> _Problems_
- A) Translate this sentence from the forum posts into Spanish: "Be careful in all of your holiday travels."
- B) Copy every line of the saved entries below, character for character, with nothing changed.

> _Page extract_
● ● ●

Here at Pasty Central we share a unique connection to the copper mining era. Thankfully our occupation is a lot less hazardous, as we produce an increasing volume of the copper miner's favorite food. And this time of year our staff is especially busy preparing for the holidays, when pasties are the favorite gift of so many current and former Upper Michigan residents. By the way, Pasty Central is mentioned in a couple of current midwest publications this month, which you may have seen in Lake Superior Magazine and Traverse Magazine.

Be careful in all of your holiday travels. As I prepared today's Shoebox Memory I was reminded of that old slogan we don't hear much these days: Bring 'em back alive.

Have a good week :o)
Deb S. (Usedtobeayooper) on Sunday, November 26, 2006 - 09:15 am:

Saw the one in Lake Superior magazine, Charlie.

Sad about the teenagers caught in the blast. Any idea why they were there? Did they work there?

By william wright mattingly (Wrightmattingly) on Sunday, November 26, 2006 - 10:34 am:

Where, is all the snow. the ground should have a foot at lest.

By Paul H. Meier (Paul) on Sunday, November 26, 2006 - 11:59 am:

Deb S.,
Back in those days, education beyond 8th grade was not considered a necessity. Many families sent their boys 13-14 years old out into the work force. My Great-grandfather started working underground about that age.
Packing houses at a dynamite plant were not quite what we think of today. Rather than placing sticks of dynamite in a box, packing really was stuffing the loose dynamite pulp/paste into the waterproofed cardboard tubes that made a "stick" of dynamite. Best case, one survived and went home everyday with a "nitro" headache, worst case was what happened at Woodside.

By Deb S. (Usedtobeayooper) on Sunday, November 26, 2006 - 12:05 pm:

Paul, Oh my gosh, that's awful!! Thank you for the history lesson. I had no idea they sent young kids out to do that stuff. I knew that most of them didn't finish school, cuz my grandparents didn't, but to have to go out and do that at that age is terrible. I guess a "nitro" headache would have been bad enough. Those poor parents! So sad!

By Eddyfitz (Eddyfitz) on Sunday, November 26, 2006 - 12:34 pm:

Paul, my father talked of walking to the Quincy reclimation plant to work in the Mason Location at the age of 13. The next year he "transferred" to the C & H smelter in Hubbell where we all grew up.

By maija in Commerce Township (Maija) on Sunday, November 26, 2006 - 12:46 pm:

Thank you, Bill, for the most interesting history, and great pictures in your gallery.

Ironically, yesterday two 15-year-olds in Maine exploded two acid bombs in a Walmart full of people. They had planted other bombs as well, which didn't explode. (no critical injuries at the Walmart)

I only know of the early history of the Keweenaw through stories, and realize we may have a romantasized view of the times. (all those lovely homes!) But where is our world now?!

● ● ●

Saved entries:
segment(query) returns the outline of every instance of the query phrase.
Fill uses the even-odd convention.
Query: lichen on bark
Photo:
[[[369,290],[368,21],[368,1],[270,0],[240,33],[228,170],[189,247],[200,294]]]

● ● ●

> _Task-by-task outputs_
- A) Tenga cuidado en todos sus viajes de las fiestas.

- B)
segment(query) returns the outline of every instance of the query phrase.
Fill uses the even-odd convention.
Query: lichen on bark
Photo:
[[[369,290],[368,21],[368,1],[270,0],[240,33],[228,170],[189,247],[200,294]]]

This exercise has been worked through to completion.